:: Records provided
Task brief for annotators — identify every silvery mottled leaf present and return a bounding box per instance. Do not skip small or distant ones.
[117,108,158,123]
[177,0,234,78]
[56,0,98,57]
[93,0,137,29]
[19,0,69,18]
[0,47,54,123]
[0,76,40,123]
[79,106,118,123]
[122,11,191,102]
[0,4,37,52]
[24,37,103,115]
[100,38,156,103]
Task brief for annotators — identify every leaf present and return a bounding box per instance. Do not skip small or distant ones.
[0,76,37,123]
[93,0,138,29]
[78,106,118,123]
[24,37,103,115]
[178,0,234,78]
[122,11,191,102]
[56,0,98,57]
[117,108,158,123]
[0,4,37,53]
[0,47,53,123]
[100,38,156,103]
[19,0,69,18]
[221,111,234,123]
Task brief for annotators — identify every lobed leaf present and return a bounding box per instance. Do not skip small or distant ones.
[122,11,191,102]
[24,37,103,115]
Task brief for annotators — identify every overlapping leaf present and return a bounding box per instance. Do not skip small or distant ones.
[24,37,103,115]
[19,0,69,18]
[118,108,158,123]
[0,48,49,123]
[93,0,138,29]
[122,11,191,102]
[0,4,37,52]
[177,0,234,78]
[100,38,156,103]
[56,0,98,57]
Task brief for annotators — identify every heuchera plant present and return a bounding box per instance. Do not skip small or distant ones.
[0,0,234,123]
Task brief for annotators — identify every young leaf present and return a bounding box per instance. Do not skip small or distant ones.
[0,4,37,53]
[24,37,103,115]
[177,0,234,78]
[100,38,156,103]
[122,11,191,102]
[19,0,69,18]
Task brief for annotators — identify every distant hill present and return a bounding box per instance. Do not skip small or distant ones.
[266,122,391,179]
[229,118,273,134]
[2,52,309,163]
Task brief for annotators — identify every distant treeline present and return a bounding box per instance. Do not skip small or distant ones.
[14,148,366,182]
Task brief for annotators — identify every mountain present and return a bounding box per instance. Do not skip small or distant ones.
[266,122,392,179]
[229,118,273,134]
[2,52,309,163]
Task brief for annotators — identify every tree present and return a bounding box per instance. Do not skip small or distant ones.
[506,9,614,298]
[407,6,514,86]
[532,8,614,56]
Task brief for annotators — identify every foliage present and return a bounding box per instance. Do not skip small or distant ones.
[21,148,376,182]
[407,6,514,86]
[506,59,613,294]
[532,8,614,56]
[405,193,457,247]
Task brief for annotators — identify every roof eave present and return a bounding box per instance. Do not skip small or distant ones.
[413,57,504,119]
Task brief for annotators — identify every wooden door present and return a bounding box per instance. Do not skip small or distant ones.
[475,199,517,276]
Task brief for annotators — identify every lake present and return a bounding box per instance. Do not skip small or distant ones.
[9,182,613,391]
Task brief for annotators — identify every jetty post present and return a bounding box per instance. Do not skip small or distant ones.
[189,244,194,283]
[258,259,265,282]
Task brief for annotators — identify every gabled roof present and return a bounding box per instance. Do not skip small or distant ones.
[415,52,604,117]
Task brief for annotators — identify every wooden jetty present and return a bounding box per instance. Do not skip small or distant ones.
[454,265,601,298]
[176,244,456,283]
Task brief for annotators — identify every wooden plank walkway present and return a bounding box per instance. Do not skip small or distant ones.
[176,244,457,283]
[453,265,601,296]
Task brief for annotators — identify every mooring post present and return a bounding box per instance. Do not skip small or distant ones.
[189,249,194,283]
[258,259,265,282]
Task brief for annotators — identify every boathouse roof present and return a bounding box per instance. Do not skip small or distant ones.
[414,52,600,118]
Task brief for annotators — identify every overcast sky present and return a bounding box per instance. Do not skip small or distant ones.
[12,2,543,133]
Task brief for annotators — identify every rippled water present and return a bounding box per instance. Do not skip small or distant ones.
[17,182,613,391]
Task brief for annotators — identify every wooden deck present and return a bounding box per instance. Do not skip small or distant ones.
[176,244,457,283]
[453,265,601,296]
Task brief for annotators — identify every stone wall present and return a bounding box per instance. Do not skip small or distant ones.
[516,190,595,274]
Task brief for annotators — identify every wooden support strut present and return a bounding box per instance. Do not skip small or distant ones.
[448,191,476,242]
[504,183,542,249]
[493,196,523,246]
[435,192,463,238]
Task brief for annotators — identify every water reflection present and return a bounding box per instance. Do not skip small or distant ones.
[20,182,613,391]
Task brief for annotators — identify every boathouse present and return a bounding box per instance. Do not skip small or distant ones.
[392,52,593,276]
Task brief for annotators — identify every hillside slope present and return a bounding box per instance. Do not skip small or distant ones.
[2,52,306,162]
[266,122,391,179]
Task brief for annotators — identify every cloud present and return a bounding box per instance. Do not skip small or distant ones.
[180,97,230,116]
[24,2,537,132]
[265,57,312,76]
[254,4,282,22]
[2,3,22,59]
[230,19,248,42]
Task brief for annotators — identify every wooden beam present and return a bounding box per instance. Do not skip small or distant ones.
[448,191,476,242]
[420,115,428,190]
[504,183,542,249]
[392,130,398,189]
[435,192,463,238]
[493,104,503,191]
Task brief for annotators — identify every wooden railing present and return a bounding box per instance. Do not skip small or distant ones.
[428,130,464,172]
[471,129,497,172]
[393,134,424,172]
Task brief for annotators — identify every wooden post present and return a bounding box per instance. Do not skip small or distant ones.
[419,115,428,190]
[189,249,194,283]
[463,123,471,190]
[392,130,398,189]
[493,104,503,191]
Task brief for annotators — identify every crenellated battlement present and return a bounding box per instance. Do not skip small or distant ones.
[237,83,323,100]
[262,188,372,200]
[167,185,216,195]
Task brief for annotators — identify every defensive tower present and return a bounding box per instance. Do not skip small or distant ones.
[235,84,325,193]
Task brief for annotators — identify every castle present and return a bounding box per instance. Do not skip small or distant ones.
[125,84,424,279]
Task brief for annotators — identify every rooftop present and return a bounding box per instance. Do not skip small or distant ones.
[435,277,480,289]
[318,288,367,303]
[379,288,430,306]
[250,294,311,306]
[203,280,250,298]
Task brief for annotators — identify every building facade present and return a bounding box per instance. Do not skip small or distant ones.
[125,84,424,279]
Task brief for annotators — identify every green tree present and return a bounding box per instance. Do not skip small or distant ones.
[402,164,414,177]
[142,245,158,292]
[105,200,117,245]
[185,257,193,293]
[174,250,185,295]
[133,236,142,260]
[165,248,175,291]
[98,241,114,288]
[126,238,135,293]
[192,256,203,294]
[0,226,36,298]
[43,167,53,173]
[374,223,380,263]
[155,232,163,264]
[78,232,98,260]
::::
:: Records provided
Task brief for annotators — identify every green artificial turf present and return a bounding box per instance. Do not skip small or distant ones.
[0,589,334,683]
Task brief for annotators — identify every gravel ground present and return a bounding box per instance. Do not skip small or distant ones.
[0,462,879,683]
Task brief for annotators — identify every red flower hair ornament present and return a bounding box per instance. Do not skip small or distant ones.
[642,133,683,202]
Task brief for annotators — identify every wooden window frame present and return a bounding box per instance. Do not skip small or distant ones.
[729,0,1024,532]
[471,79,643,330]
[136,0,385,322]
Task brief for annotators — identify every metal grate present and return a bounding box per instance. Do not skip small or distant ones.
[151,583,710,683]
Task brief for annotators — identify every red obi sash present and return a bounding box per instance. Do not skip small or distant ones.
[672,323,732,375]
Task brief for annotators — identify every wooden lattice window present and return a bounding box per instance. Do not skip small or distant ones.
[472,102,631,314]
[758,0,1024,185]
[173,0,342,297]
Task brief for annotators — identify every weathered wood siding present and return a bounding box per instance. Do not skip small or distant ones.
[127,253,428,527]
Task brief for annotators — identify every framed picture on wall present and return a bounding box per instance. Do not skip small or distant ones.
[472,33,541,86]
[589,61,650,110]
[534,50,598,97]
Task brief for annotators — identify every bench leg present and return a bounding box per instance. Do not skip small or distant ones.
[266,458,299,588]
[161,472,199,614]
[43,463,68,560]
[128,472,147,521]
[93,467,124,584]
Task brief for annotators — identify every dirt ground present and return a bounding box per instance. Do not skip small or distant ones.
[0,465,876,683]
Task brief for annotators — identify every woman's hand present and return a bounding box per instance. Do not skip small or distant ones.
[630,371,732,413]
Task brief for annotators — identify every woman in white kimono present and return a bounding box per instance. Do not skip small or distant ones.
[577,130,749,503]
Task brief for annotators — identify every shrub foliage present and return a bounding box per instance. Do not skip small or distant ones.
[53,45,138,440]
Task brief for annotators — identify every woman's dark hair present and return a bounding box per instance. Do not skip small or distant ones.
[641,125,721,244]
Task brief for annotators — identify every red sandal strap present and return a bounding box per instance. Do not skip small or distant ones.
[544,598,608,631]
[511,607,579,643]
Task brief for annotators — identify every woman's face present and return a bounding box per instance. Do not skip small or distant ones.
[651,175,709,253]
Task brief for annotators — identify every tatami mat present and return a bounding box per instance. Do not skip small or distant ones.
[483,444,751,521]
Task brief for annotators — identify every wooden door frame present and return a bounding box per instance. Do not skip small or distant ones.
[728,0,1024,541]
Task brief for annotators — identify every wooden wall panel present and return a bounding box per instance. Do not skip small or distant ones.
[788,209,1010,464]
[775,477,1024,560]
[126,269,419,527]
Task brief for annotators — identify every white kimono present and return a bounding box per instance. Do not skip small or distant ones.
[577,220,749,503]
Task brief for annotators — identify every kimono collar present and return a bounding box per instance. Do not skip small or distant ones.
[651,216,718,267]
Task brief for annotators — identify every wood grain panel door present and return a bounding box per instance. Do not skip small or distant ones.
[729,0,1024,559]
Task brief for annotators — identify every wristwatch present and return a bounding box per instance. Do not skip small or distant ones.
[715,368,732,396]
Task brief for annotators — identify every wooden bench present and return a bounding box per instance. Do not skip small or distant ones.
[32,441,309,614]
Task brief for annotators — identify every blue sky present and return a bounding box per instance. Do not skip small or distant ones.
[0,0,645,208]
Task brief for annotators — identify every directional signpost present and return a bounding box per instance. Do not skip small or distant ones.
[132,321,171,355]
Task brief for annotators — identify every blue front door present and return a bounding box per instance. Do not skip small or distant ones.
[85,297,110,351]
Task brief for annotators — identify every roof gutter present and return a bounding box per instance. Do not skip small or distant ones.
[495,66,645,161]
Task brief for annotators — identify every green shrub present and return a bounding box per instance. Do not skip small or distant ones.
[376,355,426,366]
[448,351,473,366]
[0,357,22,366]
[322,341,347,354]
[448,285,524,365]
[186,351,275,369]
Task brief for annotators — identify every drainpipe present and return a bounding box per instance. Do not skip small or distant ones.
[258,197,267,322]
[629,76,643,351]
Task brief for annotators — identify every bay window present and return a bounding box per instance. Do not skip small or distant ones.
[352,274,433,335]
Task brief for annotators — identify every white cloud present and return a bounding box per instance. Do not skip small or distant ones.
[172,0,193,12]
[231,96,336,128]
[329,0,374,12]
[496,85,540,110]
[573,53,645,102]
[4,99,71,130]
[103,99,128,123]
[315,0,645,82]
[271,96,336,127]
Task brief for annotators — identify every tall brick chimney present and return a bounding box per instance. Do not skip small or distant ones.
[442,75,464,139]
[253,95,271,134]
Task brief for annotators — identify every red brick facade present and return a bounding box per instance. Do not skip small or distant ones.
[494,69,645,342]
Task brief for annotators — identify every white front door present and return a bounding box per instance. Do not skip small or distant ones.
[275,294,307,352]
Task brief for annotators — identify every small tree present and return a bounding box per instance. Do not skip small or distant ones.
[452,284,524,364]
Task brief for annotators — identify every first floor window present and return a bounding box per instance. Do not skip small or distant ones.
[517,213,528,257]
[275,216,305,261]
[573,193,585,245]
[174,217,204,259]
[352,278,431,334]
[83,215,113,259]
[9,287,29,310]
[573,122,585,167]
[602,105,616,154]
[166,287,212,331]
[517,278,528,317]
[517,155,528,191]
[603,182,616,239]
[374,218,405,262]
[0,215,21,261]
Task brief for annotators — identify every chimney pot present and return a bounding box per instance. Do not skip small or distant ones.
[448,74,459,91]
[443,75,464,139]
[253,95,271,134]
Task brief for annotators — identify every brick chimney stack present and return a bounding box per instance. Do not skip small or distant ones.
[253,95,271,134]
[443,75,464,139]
::::
**What you are asked to do**
Reproduce verbatim the lines from the one containing "Task brief for annotators — identify every blue sky" up to and including the one containing "[85,297,110,351]".

**Exercise answer**
Task brief for annotators — identify every blue sky present and return a bounding box per instance. Do not skip small or distant ones.
[0,0,645,208]
Task brief for annotators — identify every directional signpost present and return a bounding box per instance. Do not skip small or distant ones.
[132,321,171,355]
Task brief for annotators — identify every blue front door present and return a bounding box per instance. Do not skip small or distant ones.
[85,297,110,351]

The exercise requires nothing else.